§ The exercise
Repeat each entry as written and leave the images out of the copy.

* begin *

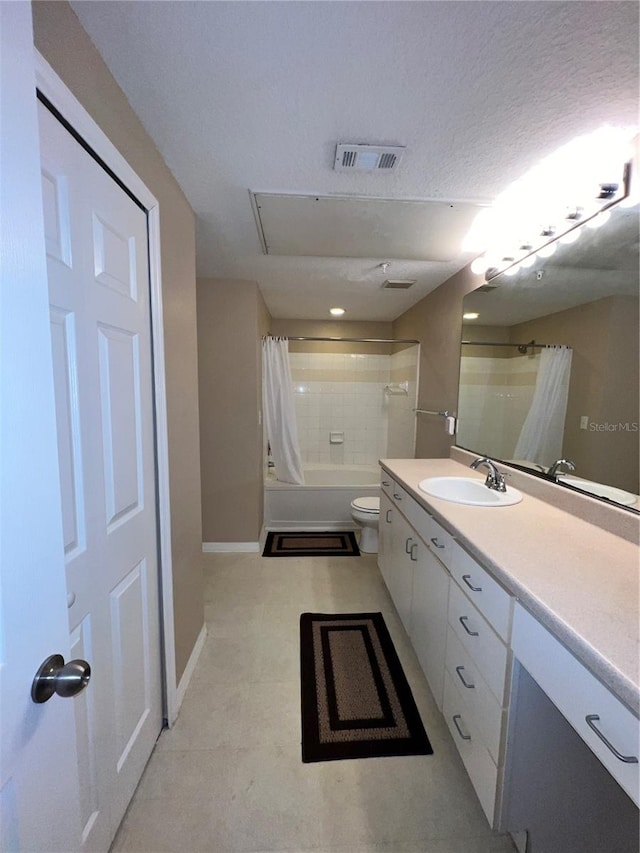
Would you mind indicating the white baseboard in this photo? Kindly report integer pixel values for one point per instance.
(520, 841)
(226, 547)
(310, 526)
(181, 689)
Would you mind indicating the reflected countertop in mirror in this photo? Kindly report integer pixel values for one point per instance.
(583, 299)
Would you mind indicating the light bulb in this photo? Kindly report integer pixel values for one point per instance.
(570, 236)
(547, 251)
(480, 265)
(599, 220)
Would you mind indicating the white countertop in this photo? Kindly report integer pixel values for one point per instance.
(579, 580)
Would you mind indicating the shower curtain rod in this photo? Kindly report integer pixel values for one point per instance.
(521, 347)
(354, 340)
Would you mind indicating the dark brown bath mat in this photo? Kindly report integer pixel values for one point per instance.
(322, 544)
(356, 701)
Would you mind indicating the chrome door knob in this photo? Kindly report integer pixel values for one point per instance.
(56, 676)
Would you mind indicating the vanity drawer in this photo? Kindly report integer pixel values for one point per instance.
(483, 645)
(488, 596)
(581, 698)
(476, 758)
(486, 712)
(436, 538)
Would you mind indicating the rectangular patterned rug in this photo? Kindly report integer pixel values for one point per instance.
(340, 543)
(356, 701)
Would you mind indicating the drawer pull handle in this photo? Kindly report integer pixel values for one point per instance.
(455, 719)
(591, 720)
(462, 679)
(463, 622)
(467, 580)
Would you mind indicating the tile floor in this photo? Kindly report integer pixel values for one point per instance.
(228, 777)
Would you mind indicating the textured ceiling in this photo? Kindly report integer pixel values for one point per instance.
(243, 96)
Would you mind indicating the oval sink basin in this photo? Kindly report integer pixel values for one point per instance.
(467, 490)
(600, 490)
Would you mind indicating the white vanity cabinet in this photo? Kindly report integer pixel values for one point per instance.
(478, 662)
(459, 620)
(548, 746)
(609, 728)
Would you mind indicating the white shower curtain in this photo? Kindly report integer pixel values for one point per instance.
(543, 429)
(279, 411)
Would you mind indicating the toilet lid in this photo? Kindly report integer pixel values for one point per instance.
(366, 504)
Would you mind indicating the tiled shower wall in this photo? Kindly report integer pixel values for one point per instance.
(401, 438)
(495, 396)
(345, 393)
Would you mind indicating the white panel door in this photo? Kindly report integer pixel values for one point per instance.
(38, 781)
(97, 262)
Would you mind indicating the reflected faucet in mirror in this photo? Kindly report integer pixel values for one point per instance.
(567, 463)
(578, 310)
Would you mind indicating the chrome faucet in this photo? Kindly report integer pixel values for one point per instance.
(553, 470)
(495, 479)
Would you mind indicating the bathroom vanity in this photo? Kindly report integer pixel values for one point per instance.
(525, 621)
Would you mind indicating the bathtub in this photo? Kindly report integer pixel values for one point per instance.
(323, 503)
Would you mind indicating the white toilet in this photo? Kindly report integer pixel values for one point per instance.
(366, 512)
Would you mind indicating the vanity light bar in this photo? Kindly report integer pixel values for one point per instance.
(493, 271)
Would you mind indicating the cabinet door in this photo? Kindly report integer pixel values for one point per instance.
(385, 535)
(401, 588)
(429, 617)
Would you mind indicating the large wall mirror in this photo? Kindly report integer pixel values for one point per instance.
(549, 366)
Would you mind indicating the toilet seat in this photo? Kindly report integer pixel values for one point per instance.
(366, 504)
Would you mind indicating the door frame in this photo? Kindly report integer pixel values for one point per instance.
(54, 89)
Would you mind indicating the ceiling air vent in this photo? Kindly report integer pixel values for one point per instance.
(367, 158)
(399, 284)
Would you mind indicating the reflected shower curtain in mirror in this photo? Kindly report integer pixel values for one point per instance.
(279, 412)
(543, 429)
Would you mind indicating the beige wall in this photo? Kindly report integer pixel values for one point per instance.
(436, 321)
(232, 317)
(334, 329)
(604, 384)
(63, 42)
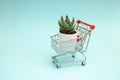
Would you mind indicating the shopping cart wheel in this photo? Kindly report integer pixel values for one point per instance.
(58, 66)
(53, 61)
(83, 63)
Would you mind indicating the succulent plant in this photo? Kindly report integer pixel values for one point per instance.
(66, 26)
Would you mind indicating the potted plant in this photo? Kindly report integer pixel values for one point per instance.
(67, 34)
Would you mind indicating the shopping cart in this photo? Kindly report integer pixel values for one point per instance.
(82, 40)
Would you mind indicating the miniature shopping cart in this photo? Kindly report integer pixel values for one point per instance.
(82, 40)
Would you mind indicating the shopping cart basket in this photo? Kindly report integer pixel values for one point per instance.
(82, 40)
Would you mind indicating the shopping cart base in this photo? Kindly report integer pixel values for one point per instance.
(72, 59)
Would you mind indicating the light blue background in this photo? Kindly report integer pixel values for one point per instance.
(25, 30)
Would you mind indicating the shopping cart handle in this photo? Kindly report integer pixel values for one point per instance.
(92, 27)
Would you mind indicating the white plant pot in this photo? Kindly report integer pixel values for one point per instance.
(67, 41)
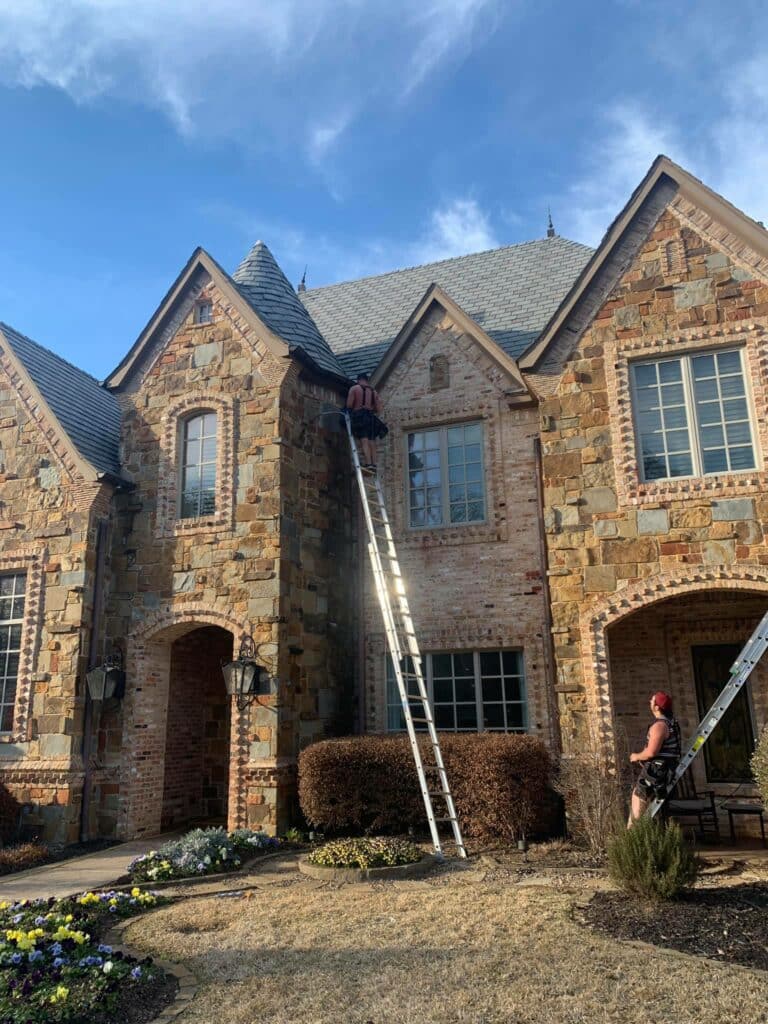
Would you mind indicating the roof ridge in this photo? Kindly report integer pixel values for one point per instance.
(442, 262)
(44, 348)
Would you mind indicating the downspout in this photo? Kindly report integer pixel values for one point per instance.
(547, 641)
(87, 749)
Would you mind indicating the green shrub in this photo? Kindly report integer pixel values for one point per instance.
(365, 853)
(18, 858)
(651, 859)
(499, 783)
(760, 765)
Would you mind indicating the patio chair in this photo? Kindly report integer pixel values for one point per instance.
(685, 802)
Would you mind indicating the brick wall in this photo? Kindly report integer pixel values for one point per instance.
(48, 516)
(473, 587)
(616, 545)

* end *

§ Task result
Would you mind indicating the white baseboard in this photo? Kindly report integer pixel values for one point per instance.
(520, 841)
(226, 547)
(310, 526)
(181, 689)
Would you mind indicating the reflected countertop in mirror in this photo? Kindly report integer pixel values for one point per instance.
(583, 299)
Would you mind indicating the light bulb in this photo? Kindly report integer pixel values for one point per instance.
(570, 236)
(547, 251)
(480, 265)
(599, 220)
Would you mind indicating the white countertop in this photo? Kindly report integer pixel values for one point per instance.
(579, 580)
Would you mind indicating the shower curtain rod in this photo? Kindly report integer pixel values for one point per instance.
(521, 347)
(354, 340)
Would you mind indicating the dark brown bath mat in this photo? Kindly report integer pixel values for one point per instance.
(322, 544)
(356, 701)
Would you mind indicating the chrome door knob in this photo? Kindly report integer pixel values for one point per instance.
(56, 676)
Would you mind indicating the vanity drawer in this photo? Kindly report integer pixel values for one point per instance.
(483, 645)
(488, 596)
(581, 698)
(476, 758)
(486, 712)
(436, 538)
Would you mind indicating the rectangular patterned rug in this photo? Kindly report integer pixel values for one point per instance.
(340, 543)
(356, 701)
Would you mind indicating the drawer pull handle in this photo? Kindly report integer pixel values for one point per instance.
(455, 719)
(591, 720)
(462, 679)
(463, 622)
(467, 580)
Would you mind indicating the tile floor in this photo? Kindly report integer pixel values for one point per instance.
(228, 777)
Would you mind indicating the textured ceiling in this photo? Kindly report integer pixel values for one point per instance.
(243, 96)
Would you mind indicating the oval sink basin in this photo? Kindly report integer pixel values for one point per instance.
(467, 490)
(600, 490)
Would you mind indicating the white vanity cabinet in this photo? Kindly report integer pixel values for one point per instance.
(478, 662)
(459, 620)
(548, 746)
(609, 728)
Would you mind indicating the white shower curtain in this photo? Kindly report integer pixel values for one point per instance.
(543, 429)
(279, 411)
Would you mind indicating the toilet lid in this photo? Kindly report integer pixel values for one point per instance.
(366, 504)
Would you mind indicating the tiled shower wall in this photo? Kindly report integer pixel values for one point per instance.
(401, 438)
(495, 396)
(345, 393)
Would you mind indicating the white panel door in this photo? Kindly report integer pixel values for one point per instance.
(38, 781)
(97, 262)
Would you mind indicating the reflected faucet in mirror in this photo? Kindly report integer pixel values for one point per instance.
(567, 463)
(578, 310)
Would you mind indicating the chrome faucet in this photo? Kindly report integer pixel values for one point per instance.
(553, 470)
(495, 479)
Would you mind indicating the bathroom vanity in this photo? Kindly report integer pixel values for one point per instance.
(525, 621)
Would you mind indicating the bathtub in this photo? Kindly report integer pixel values for one point per instance.
(323, 503)
Would you mind indicating the white toilet in this photo? Kindly report integer pixel values for one point per instance.
(366, 512)
Would you mind indicating the vanity light bar in this photo? Kindly report integer pixel values for one point per instance.
(493, 271)
Would you mind indicating the cabinet door in this photo? Kindly report integer pixel values for one point per instance.
(385, 535)
(401, 588)
(429, 617)
Would you mind indicating the large wall mirror in this photo? Kindly report integer pixel values for one point per instance.
(549, 366)
Would you mind indicating the toilet seat in this photo? Kindly report integer pixel values for one point per instance.
(366, 504)
Would you mind indicating the door frame in this photo? Kindly report integer pixel values for one point per instance.
(54, 89)
Would you mind indicating the ceiling air vent in this photo? Kindly report integer pixel values for one point per instance.
(367, 158)
(399, 284)
Would you mind indicating the reflected shower curtain in mirror in this photo? Kindly report integer pixel values for one point per instance.
(279, 412)
(543, 429)
Would you mind indicating the beige wall in this photo? Kindly report integer pixel values for one point per instance.
(436, 321)
(232, 317)
(334, 329)
(604, 384)
(63, 42)
Would you mind indicating the shopping cart wheel in this photo? Kindly report integer pixel values for one point per instance.
(58, 66)
(53, 61)
(83, 63)
Would you mind indicating the succulent plant in this photo? Kindly report integer pixel values for one point per instance.
(66, 26)
Would you mind indicating the potted plant in this photo? Kindly report integer pixel values for one point per instance.
(67, 34)
Would you mind indicating the shopping cart in this photo? Kindly report integer pixel values for one point per instance.
(82, 40)
Would you mind indicating the miniature shopping cart in this photo? Kindly report integer pixel values for one point per instance.
(82, 40)
Would you mind indicating the shopping cart basket in this photo? Kindly report integer pixel values for one point per instance.
(82, 40)
Would you mind indicating the shopping cart base in this photo? Kindly report integer pixel values for one point per instance.
(72, 59)
Would you mind indicating the light blue background in this photo? Kindly report integer pixel values for one point per instance.
(25, 30)
Would you mind indicating the shopping cart handle in this photo? Kindly report integer pixel values for one point per instance.
(92, 27)
Would you mind indicating the white plant pot in this photo? Kindly report integer pixel values for one point per instance.
(67, 41)
Would you mind indicating the roof ridge in this photo? Kindly report integer pixel values for one point per instance.
(442, 262)
(44, 348)
Would you mind indicating the downspout in this photo? Kindly report integer pixel values for one point per instance.
(547, 641)
(87, 749)
Would you mind indicating the green shrub in this photo? Kindly report integer pixel values for one point per instance.
(365, 853)
(18, 858)
(651, 859)
(499, 783)
(760, 765)
Would you mind indicating the patio chair in this photo? Kindly report integer pixel values for one point per instance.
(685, 802)
Would you mind indicating the brick wall in this photo? Kindly report integer pixel values for one point per instance.
(48, 516)
(473, 587)
(616, 545)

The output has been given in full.